Sunday, March 29, 2009

At a loss

I was writing a blog post in my head last night on my way home from a writing assignment. It was going to be a clever and witty account of the amazing variety I heard on the car radio between Plymouth and home. The most notable selection was Schoenberg's Pierrot Lunaire, which I have never heard on any radio in my life. That could be a blog post unto itself.

But this morning, I learned of a terrible tragedy in my town, and all the steam has gone out of me. You can read about it here. Be forewarned; it's a horrifying story.

Saraphina Revelus is in Abby's class at school. She survived the attack by her brother, thanks to the quick response and incredible bravery of the Milton Police. But her older and younger sisters died, and Saraphina herself is in the hospital.

We have talked with Abby about it, but it is so hard to help a child understand that which is incomprehensible. For now, Saraphina, her family and their friends are in my thoughts and prayers.

Saturday, March 28, 2009

Friday, March 27, 2009

Back on track

I've changed my weigh-in day to Friday, and am happy to report that I'm down about a pound and a half since I last officially weighed myself at the beginning of the month. This brings my total loss since January to (drum roll, please...) 5.8 pounds.

Considering my stops and starts since January, I'm pretty happy with my progress. This week I've been counting points a la Weight Watchers AND exercising, instead of doing one or the other. The exercise is simply a question of time management, and I've made it a priority this week so it's gotten done. Easy.

I've also been nurturing myself more, spiritually, and that has helped all around. I'm feeling much more in balance again and need to remember that to stay that way, I just need to keep doing what I'm doing -- prioritizing the important things and not getting sucked into time-wasters too much.

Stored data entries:
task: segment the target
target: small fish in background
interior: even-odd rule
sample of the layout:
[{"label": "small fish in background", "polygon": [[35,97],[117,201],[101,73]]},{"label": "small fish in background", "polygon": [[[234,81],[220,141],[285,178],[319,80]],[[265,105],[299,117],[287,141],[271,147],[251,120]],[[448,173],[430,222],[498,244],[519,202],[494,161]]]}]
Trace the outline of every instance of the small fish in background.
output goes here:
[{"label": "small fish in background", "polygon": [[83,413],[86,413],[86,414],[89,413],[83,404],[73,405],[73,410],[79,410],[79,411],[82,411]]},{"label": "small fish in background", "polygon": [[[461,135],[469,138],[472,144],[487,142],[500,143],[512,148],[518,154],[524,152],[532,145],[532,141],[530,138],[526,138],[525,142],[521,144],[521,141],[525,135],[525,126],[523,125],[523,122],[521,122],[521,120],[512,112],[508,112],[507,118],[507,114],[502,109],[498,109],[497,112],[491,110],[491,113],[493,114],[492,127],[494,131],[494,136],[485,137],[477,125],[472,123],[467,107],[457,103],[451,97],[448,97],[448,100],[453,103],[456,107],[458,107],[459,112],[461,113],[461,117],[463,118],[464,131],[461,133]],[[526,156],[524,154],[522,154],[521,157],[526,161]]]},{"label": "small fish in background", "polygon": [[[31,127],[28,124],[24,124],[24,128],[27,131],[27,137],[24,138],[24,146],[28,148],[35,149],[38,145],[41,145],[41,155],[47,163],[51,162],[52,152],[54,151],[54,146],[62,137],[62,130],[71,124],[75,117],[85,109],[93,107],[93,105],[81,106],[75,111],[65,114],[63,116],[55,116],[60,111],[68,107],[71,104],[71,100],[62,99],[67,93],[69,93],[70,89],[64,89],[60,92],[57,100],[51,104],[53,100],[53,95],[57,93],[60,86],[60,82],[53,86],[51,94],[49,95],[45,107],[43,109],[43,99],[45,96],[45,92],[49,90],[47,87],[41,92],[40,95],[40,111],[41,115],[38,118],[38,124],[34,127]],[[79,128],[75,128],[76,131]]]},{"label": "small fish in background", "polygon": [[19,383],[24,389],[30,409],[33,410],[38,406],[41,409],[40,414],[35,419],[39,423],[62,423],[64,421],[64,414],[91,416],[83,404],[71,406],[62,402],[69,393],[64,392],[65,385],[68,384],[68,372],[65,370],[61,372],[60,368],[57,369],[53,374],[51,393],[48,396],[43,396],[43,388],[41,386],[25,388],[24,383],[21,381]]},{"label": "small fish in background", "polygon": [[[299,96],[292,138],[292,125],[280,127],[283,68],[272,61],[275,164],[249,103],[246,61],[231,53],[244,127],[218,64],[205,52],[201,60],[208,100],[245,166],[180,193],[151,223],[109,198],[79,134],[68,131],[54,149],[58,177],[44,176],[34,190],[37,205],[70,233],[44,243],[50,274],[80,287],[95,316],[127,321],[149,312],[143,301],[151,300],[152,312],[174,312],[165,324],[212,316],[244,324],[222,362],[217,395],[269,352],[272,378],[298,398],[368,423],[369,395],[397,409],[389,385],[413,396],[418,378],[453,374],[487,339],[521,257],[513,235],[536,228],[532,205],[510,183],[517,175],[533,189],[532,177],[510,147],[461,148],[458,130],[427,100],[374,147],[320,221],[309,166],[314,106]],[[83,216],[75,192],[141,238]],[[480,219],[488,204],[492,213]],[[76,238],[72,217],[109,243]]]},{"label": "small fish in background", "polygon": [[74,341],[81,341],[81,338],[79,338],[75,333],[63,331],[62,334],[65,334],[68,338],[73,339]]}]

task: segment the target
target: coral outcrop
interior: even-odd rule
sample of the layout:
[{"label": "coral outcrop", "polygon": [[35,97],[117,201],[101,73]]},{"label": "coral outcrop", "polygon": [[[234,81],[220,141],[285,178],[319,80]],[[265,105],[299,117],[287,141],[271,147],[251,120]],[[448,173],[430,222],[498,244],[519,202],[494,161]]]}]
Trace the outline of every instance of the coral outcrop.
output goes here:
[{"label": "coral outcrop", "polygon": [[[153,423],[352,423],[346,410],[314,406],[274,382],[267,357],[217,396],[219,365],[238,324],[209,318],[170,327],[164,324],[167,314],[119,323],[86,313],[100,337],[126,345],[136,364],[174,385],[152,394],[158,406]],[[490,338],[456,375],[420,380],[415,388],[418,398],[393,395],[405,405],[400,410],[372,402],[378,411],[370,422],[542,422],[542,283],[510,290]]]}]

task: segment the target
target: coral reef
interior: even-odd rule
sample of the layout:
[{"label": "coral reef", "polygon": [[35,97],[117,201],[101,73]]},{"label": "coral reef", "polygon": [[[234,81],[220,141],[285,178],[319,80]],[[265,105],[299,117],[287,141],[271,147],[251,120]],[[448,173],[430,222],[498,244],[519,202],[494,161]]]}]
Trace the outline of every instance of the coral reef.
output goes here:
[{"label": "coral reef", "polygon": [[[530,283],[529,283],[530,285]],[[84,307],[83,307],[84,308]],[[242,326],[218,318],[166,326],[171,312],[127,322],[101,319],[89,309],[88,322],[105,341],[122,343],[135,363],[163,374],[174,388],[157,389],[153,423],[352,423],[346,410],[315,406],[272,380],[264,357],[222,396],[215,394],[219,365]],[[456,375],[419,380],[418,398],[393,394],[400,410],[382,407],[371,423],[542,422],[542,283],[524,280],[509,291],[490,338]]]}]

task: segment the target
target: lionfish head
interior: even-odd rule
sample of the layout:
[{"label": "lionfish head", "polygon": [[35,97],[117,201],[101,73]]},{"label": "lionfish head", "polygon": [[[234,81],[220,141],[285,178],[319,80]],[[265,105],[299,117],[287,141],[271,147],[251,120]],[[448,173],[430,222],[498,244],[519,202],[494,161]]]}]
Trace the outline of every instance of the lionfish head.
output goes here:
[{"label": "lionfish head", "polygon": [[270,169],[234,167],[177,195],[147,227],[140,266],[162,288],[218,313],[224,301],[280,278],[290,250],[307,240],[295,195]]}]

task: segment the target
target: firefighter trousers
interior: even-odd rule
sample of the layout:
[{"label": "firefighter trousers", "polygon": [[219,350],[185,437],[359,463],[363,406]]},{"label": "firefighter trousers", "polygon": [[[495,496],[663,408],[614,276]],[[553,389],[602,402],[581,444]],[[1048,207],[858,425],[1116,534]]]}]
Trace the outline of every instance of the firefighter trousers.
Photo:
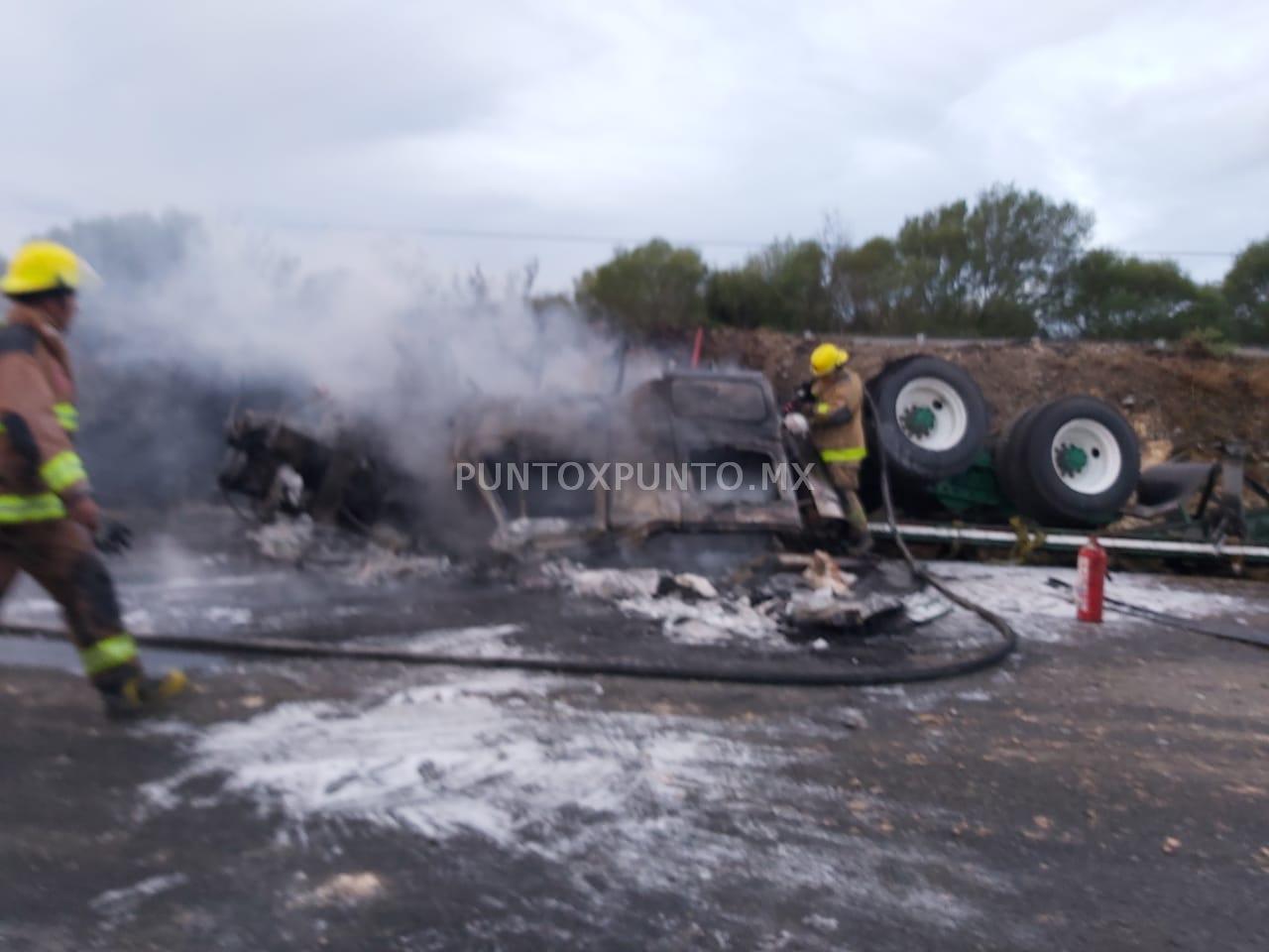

Assignment:
Continue the blog entries about weight loss and a local tragedy, starting after their final sentence.

Exercise answer:
A full day ahead, but a trip to the gym is scheduled. Off I go.

Monday, March 23, 2009

Chipped, then chipper

One of our ongoing projects is teaching Abby how to ride a bike. This takes some effort, for a few reasons. Aside from her reluctance, coordination difficulties, strength issues and fear, there's the issue of where to ride. Our driveway isn't suitable, as it's very short and in dire need of repaving.

The neighborhood sidewalks are very bumpy, and we live on a somewhat busy street about halfway down a hill. Someday, when she's more confident, she may want to ride around the neighborhood, but for now, we load her bike, Brian's trike and Timmy's big wheel in the van and take them to a quiet parking lot nearby to ride.

Earl and his parents took the kids a couple of weeks ago, when I had a busy Sunday. They all had fun, but Abby did fall and cut her lip (this, with training wheels on the bike.) Earl said she got right back on and was fine for the rest of the afternoon, and I didn't see any evidence of injury.

Then, about a week ago, I noticed that one of her teeth had a chip in it. It was small, and I spent a couple of days trying to look without letting Abby know what I was doing. I compared it against recent photos, and finally, last Wednesday night, I felt the tooth with my finger. It felt rough, and any doubts were erased from my mind. She had broken off the corner of one of her permanent teeth.

She asked me what I was doing, and I told her that it looked like she'd chipped her tooth. Immediately she started crying, saying she was sorry and saying she didn't mean to do it. I asked her when it happened, and she said, "When I fell off my bike."

Ah, I thought. This explained why she was so reluctant to ride her bike this past weekend.

I asked her why she didn't say anything about it when it happened. She said, "I didn't know until I looked in the mirror," and dissolved into more tears. By this time, I was nearly crying, myself.

I told her I'd call the dentist and we'd get her tooth fixed. It took a good 15 minutes to calm her down, and I had to assure her multiple times that no one was mad at her, that accidents happen and that it could be fixed pretty easily. She finally settled down.

We usually take the kids to the dental clinic at Children's Hospital, so that's where we went. Dr. Carrie fixed Abby's tooth beautifully, and Abby handled the appointment, the drilling and the filling like a champ. The break only involved the enamel, so she didn't have to have her tooth numbed for the procedure, which certainly helped.

Now her smile is back to normal, and she's smiling more again. Hopefully we'll be able to get her back on the bike again soon, and she'll be able to keep herself on it. That will give us all something to smile about.

Sunday, March 22, 2009

Hop hop

Back to "family fun" time yesterday. Easy-peasy little bunny ears craft project. Note Brian's Faberge egg. Abby didn't want hers in the photo, but she's the only one with her eyes fully open, so I'll let it go this time.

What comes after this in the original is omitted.